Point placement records
::::::
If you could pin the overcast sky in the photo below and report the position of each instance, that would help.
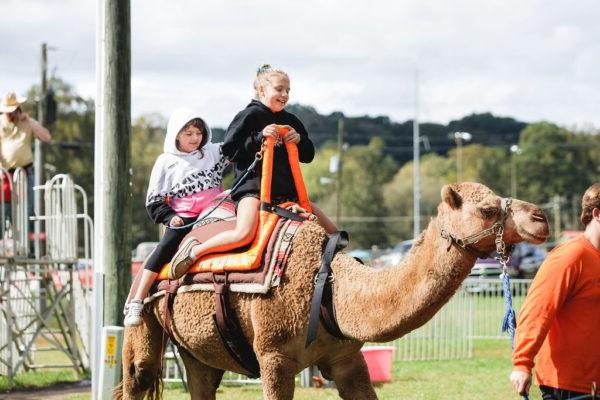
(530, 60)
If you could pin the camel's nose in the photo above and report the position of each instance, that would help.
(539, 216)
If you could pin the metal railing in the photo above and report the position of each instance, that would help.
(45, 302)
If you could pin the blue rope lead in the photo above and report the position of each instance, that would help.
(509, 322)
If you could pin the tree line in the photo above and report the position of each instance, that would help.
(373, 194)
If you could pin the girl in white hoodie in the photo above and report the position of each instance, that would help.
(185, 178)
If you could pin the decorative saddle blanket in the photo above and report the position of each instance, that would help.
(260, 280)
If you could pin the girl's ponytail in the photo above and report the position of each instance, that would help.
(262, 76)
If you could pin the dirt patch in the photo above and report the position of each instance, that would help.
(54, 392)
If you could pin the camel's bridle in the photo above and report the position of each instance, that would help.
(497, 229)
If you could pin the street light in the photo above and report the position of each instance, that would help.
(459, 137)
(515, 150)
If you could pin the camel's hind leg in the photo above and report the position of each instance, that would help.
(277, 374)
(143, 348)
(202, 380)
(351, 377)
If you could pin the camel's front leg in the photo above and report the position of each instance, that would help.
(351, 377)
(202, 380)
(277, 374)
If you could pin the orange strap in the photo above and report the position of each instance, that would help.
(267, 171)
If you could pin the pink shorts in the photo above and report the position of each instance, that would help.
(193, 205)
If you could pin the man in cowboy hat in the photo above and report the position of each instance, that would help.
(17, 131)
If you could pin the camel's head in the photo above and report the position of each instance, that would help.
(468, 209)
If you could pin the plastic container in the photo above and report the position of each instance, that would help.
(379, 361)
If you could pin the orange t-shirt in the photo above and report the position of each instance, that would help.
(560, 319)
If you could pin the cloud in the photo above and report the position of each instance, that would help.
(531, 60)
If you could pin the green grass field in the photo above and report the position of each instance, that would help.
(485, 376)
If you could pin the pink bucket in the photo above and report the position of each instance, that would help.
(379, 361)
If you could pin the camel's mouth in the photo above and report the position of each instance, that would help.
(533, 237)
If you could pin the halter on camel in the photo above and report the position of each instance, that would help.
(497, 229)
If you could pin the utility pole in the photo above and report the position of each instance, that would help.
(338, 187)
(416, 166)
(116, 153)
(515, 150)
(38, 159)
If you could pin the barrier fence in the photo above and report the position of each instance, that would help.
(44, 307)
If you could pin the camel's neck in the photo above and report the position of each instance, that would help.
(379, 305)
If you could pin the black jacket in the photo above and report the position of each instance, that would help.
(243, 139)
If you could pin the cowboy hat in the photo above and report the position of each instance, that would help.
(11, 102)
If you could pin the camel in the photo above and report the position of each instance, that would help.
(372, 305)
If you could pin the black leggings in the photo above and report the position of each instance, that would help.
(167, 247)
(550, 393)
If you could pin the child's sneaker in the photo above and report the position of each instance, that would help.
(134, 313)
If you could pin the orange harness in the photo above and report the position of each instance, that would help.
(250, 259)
::::::
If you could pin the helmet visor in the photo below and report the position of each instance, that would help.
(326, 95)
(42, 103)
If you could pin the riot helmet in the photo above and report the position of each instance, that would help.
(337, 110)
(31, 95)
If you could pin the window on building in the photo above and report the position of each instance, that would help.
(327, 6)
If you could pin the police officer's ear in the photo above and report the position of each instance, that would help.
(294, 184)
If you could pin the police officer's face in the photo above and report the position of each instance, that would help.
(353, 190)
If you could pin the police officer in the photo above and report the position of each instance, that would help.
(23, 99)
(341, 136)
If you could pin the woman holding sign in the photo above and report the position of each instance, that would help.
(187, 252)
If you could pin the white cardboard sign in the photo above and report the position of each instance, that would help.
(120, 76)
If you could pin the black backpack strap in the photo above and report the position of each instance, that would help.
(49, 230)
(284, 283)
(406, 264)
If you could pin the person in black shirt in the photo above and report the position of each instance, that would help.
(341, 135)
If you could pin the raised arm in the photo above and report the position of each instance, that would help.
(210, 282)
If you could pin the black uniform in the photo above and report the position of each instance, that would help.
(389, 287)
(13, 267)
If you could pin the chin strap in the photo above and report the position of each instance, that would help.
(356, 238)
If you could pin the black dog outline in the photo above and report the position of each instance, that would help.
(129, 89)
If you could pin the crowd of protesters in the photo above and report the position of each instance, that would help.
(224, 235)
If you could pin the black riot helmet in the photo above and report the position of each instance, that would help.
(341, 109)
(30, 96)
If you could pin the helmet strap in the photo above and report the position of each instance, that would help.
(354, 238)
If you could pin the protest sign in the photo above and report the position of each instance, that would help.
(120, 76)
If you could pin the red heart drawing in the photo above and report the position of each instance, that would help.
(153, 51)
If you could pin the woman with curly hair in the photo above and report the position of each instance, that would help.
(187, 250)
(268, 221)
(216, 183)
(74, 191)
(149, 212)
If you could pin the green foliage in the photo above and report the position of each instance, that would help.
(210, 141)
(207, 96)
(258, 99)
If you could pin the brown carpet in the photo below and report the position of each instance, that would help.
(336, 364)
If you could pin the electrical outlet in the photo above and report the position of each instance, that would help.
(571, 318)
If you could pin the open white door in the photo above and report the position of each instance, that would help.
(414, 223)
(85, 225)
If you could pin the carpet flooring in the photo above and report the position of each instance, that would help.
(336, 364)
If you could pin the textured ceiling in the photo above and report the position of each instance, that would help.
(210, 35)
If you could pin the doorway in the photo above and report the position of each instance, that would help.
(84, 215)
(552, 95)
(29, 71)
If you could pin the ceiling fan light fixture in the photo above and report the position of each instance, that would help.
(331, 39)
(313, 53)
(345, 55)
::::::
Task goal> List every line in the material above that contains the string "shirt", copying each one in full. Case counts.

Output for this exercise>
If you could pin the orange t-shirt in the photo above and report the position of each instance, that would help.
If you could pin the person in black shirt in the photo above and report the position of each instance, that would help.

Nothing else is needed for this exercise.